WRITTEN TASKS >>
- A) In the passage on query rewriters, what does the RedundantJoinRemover do?
- B) Pick up the passage on query rewriters after its final sentence and carry it forward.

I've implemented a few rewriters that deal with relationships.  For example, the SingletonProjectionRewriter finds projections of singleton relationships (one to one or many to one) and folds them into the query itself using a server-side join.  A singleton query doesn't change the cardinality of the results, so it is generally safe.  Yet, what happens when you refer to the same singleton relationship property more than once? Do you get the same join over and over again? To hold back the flood of redundant joins I had to come up with another rewriter, one that would find the duplicate uses and get them to place nice together, but because this situation can happen more often than just as the side effect of doing the singleton rewrites, I wrote it to work on joins and not just nested projections. The RedundantJoinRemover looks for identical joins expressed in the same query and throws out all the extra ones.  It does not look through into sub-queries, so its best to first removed redundant sub-query layers using the RedundantSubqueryRemover in hopes of forcing as many joins into the same layer.

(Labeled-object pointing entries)
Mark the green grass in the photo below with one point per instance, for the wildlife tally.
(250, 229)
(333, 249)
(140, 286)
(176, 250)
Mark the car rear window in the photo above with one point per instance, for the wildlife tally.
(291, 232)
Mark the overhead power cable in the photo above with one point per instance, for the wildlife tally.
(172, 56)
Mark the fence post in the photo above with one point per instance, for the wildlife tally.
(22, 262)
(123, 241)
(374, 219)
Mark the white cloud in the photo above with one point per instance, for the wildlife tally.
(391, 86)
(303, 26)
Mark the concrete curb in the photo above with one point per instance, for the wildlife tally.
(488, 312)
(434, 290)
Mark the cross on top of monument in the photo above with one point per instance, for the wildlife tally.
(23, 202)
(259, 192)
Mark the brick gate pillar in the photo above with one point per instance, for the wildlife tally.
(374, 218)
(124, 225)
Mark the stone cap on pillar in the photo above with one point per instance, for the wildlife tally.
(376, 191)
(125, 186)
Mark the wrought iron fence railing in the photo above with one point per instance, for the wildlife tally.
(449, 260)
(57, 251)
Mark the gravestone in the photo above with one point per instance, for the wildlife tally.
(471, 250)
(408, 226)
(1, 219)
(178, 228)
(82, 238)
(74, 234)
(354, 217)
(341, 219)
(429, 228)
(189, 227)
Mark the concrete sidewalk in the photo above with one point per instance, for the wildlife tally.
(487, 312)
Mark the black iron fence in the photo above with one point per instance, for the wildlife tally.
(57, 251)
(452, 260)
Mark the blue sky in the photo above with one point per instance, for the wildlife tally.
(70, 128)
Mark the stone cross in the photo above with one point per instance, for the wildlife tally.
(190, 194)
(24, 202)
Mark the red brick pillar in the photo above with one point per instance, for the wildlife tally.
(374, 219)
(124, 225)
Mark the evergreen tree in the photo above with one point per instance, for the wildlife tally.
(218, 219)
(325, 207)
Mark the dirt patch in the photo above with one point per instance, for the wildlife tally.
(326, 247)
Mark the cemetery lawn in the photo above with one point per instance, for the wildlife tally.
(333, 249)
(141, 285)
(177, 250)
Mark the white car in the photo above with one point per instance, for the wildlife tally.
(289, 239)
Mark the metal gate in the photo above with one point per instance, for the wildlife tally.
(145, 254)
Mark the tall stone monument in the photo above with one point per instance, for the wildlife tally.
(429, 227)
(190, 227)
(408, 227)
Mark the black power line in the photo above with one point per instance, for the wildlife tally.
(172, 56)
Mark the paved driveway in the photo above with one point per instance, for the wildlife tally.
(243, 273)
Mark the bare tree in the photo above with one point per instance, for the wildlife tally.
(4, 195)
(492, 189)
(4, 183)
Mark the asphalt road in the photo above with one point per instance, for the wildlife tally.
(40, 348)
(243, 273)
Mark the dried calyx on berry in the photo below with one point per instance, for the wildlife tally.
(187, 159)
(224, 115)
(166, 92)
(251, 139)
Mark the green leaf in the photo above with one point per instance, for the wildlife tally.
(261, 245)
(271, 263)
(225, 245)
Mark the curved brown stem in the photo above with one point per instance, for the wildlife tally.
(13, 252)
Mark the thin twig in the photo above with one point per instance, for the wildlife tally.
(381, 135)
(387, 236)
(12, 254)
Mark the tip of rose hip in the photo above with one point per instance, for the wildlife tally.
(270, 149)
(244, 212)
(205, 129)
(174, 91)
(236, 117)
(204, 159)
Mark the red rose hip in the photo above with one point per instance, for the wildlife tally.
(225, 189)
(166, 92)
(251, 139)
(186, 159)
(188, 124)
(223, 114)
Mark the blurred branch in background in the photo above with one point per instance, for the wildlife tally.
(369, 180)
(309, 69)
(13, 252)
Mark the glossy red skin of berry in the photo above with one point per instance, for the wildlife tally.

ANSWERS TO THE EXERCISES >>
- A) It looks for identical joins expressed in the same query and throws out all the extra ones.

- B)
The ClientJoinedProjectionRewriter attempts to do something very different. It looks to convert nested projections (ones that would become extra queries per object at execution time) into client-side joins. So you'll get one join per included relationship. This is not the "Big Join" strategy that LINQ to SQL uses. It precisely the strategy that I still consider inferior if I'm asked to ensure correctness of the results. So why did I choose to implement it? I'm not being asked to insure the correctness of results, nor am I being asked to ensure that large result sets can stream back from the server. I assume that the normal degree of ambiguity of results you get any time you attempt to get related results via more than one query is okay in this case too. I also assume that a user will choose to employ a transaction to get better consistency. You can also disable this one easily if you want. You can implement a policy that uses one or more other strategies.

This is what the ClientJoinedProjectionRewriter actually does.  If the SelectExpression of a nested projection is constrained to the outer query via an equality comparison, like this column equals that parameter and so on I figure I can easily turn this into a client-side LINQ to object style join.  So I rewrite the query so it restates all the significant bits of the queries that came before it.  So if you wanted to retrieve customers in London and all their orders you'll get one query for the customers in London and then another query for all the orders for all the customers in London. The idea is that the second query is actually run first and all the objects are stuffed into a lookup table. When the query for customers executes, it picks up the matching orders right out of the lookup table.  Neat.

Taking it for a Spin

Given a simple query for customers in London:

 var query = from c in db.Customers
            where c.City == "London"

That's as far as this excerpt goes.